Extrait choisi

C’est une téléconsultation programmée, assistée à domicile par un infirmier par exemple, en alternance avec des consultations en présentiel pour les malades chroniques. Pour l’instant, on a tout à bâtir pour faire naître la vraie téléconsultation car l’usage que l’on en a maintenant - chez les jeunes, pour de la bobologie - ce n’est pas l’essentiel. Désormais, il faut que les médecins qui souhaitent développer la téléconsultation arrêtent de s’appuyer uniquement sur Doctolib, arrêtent avec les téléconsultations de substitutions et commencent à s’organiser sur une réelle alternance, réfléchie, avec le présentiel.
Pensez-vous qu’elle pourra, à terme, apporter une réponse à la désertification médicale ?

Données sources
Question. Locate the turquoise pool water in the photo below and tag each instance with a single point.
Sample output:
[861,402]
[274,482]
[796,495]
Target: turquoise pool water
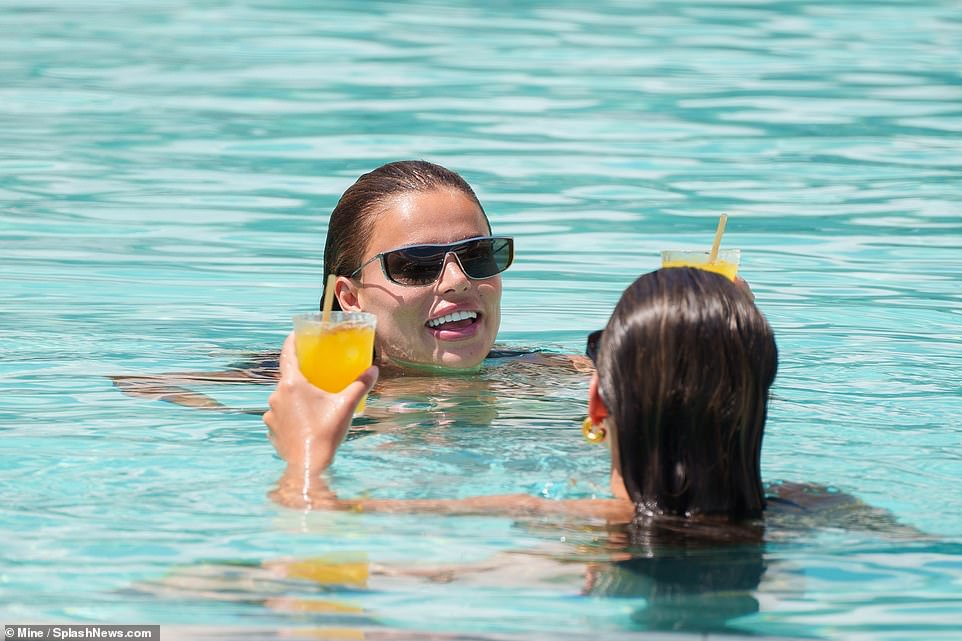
[166,169]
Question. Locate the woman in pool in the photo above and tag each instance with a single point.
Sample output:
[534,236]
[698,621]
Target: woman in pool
[681,391]
[410,243]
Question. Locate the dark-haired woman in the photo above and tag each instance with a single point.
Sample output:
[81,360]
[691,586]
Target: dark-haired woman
[684,367]
[680,393]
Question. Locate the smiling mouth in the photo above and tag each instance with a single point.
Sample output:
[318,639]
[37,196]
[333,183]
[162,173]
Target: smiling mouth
[453,322]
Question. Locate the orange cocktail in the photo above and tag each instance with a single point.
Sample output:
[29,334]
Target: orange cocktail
[332,354]
[726,263]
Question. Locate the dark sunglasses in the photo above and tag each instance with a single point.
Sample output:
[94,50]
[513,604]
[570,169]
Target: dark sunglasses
[591,348]
[419,265]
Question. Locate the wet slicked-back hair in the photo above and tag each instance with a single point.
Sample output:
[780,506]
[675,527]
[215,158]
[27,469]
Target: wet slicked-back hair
[352,221]
[685,366]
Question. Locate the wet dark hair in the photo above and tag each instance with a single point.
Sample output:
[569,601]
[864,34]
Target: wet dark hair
[352,221]
[685,366]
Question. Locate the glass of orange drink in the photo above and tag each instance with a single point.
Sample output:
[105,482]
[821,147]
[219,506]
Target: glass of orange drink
[332,353]
[726,263]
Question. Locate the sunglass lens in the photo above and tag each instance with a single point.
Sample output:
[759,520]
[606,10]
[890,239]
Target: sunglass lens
[422,264]
[591,349]
[486,257]
[414,265]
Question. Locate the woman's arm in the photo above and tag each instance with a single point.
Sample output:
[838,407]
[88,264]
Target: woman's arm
[171,387]
[307,425]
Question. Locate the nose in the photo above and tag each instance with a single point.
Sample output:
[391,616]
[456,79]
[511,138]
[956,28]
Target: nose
[453,277]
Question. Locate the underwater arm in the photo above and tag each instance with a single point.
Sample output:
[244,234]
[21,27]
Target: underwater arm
[170,388]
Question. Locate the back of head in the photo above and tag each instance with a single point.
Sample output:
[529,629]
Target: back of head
[685,366]
[352,221]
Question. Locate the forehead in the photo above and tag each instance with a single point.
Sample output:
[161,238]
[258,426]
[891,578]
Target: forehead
[426,217]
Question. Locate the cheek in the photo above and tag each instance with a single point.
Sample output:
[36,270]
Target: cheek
[398,309]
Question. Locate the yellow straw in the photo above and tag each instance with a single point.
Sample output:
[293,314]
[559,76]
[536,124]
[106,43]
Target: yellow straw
[328,298]
[718,233]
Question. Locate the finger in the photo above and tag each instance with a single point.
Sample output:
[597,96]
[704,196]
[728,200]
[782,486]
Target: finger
[354,392]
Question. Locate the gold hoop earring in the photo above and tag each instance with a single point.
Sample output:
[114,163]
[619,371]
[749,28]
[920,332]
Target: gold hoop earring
[594,434]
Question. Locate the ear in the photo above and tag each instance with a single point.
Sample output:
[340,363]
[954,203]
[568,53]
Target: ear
[597,410]
[346,291]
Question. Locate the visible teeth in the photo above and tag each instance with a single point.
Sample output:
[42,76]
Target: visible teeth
[452,317]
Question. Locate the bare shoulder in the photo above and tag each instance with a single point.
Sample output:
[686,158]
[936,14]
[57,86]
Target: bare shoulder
[804,505]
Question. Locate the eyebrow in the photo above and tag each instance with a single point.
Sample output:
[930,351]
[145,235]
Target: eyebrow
[452,242]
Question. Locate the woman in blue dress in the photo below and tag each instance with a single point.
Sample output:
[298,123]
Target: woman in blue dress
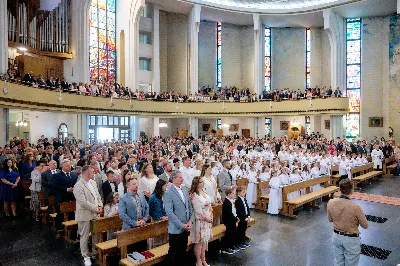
[10,178]
[27,167]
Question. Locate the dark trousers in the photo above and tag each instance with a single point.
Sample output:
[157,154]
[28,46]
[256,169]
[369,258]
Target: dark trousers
[241,231]
[177,249]
[60,217]
[230,237]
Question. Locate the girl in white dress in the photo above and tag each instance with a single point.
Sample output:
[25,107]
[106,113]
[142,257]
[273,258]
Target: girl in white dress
[275,195]
[315,173]
[294,178]
[251,195]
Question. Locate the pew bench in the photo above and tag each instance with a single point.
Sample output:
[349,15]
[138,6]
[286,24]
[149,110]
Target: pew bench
[70,227]
[158,228]
[388,165]
[288,206]
[262,200]
[98,227]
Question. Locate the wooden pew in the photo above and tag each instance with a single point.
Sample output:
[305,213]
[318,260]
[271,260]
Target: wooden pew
[159,228]
[69,226]
[366,172]
[262,200]
[388,165]
[288,206]
[98,227]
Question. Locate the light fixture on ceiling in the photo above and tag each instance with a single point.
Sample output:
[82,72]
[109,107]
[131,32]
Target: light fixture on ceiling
[163,124]
[22,121]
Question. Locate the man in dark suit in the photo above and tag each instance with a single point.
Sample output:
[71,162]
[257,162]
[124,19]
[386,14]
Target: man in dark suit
[63,186]
[179,212]
[243,213]
[47,180]
[109,185]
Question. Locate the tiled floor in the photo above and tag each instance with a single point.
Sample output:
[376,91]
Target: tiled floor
[276,240]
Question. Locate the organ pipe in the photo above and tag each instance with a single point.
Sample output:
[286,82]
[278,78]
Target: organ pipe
[40,29]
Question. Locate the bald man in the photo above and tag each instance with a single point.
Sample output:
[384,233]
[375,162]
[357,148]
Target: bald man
[47,179]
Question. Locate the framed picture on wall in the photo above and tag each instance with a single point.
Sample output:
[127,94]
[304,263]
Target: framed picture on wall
[327,124]
[206,127]
[234,127]
[284,125]
[375,122]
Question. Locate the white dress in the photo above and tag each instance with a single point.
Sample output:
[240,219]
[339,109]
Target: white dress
[377,156]
[251,195]
[294,178]
[275,196]
[315,174]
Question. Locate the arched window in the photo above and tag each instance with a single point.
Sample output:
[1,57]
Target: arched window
[102,49]
[62,132]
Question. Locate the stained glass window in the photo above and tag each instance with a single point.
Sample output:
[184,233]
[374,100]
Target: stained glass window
[219,54]
[353,76]
[219,124]
[308,58]
[102,48]
[308,125]
[268,127]
[267,55]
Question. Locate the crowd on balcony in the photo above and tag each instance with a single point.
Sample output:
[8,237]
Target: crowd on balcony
[104,88]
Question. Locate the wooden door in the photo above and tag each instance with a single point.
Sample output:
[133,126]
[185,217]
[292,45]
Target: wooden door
[246,133]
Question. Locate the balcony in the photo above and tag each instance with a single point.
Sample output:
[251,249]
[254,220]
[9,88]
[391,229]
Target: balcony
[24,97]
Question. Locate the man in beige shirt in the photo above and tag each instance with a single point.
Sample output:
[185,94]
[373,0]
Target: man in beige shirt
[346,216]
[88,207]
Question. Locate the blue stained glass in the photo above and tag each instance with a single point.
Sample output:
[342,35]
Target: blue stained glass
[219,54]
[353,31]
[354,52]
[102,40]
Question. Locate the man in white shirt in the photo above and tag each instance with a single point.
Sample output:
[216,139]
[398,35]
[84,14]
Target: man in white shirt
[188,173]
[88,207]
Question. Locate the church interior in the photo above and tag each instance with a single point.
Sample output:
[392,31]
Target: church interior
[272,88]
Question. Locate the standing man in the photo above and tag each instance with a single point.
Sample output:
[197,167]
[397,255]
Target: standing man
[47,180]
[133,208]
[88,207]
[63,185]
[179,212]
[346,216]
[225,178]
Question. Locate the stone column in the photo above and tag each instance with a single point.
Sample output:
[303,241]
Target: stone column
[193,45]
[77,69]
[156,49]
[194,126]
[3,38]
[335,27]
[132,44]
[258,54]
[156,126]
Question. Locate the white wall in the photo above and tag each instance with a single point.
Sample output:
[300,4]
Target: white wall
[374,54]
[207,53]
[173,52]
[288,58]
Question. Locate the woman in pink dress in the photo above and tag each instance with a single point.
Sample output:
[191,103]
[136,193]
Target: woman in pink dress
[202,220]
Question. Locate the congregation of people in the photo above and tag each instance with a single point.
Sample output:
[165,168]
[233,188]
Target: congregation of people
[105,88]
[173,179]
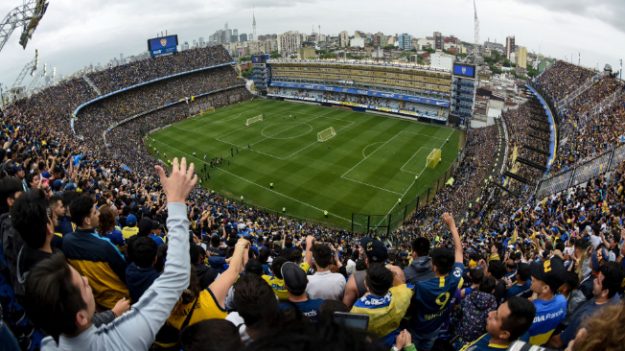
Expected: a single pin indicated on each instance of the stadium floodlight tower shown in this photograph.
(476, 26)
(27, 15)
(17, 89)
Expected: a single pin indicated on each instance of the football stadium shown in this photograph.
(274, 155)
(293, 191)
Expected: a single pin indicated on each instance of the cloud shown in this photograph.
(271, 3)
(74, 34)
(609, 11)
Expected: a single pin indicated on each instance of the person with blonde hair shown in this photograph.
(602, 332)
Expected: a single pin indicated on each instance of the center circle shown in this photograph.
(287, 130)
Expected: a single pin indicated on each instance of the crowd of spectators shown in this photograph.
(118, 77)
(589, 123)
(563, 78)
(529, 136)
(96, 256)
(459, 195)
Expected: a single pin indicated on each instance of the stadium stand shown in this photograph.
(566, 248)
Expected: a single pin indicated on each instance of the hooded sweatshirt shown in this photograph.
(419, 270)
(475, 308)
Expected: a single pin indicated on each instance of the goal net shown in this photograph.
(253, 120)
(326, 134)
(434, 158)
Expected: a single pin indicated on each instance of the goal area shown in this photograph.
(326, 134)
(253, 120)
(434, 158)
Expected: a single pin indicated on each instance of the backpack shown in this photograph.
(12, 244)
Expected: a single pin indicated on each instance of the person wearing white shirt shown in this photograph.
(324, 284)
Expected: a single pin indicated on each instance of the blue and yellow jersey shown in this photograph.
(128, 232)
(549, 314)
(483, 344)
(98, 259)
(277, 284)
(207, 307)
(278, 287)
(385, 312)
(431, 300)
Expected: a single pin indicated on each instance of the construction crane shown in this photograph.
(28, 16)
(17, 89)
(37, 78)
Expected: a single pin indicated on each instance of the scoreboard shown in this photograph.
(163, 45)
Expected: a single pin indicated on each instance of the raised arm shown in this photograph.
(137, 329)
(224, 282)
(451, 224)
(308, 254)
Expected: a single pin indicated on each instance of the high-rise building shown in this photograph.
(521, 57)
(343, 39)
(379, 39)
(405, 41)
(438, 41)
(289, 42)
(510, 47)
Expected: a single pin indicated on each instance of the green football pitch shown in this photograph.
(278, 163)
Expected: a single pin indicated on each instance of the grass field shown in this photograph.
(371, 163)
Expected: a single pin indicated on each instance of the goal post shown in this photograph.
(326, 134)
(253, 120)
(434, 158)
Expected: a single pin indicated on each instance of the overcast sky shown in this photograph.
(76, 33)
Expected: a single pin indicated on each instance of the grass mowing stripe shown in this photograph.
(309, 173)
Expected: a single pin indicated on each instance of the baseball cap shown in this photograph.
(146, 225)
(551, 272)
(131, 220)
(375, 250)
(294, 277)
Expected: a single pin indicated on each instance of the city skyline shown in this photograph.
(101, 34)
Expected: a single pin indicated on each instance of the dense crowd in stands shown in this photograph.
(589, 123)
(95, 256)
(468, 183)
(529, 135)
(118, 77)
(563, 78)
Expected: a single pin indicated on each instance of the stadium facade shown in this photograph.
(421, 92)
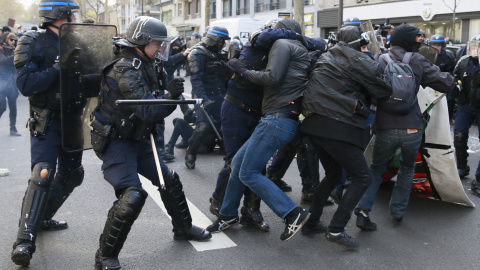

Consigne
D'après l'extrait sur la téléconsultation, sur quelle plateforme les médecins qui souhaitent développer la téléconsultation doivent-ils arrêter de s'appuyer uniquement ? Les entrées constituent un matériau indépendant de l'extrait.

Corrigé
Sur Doctolib.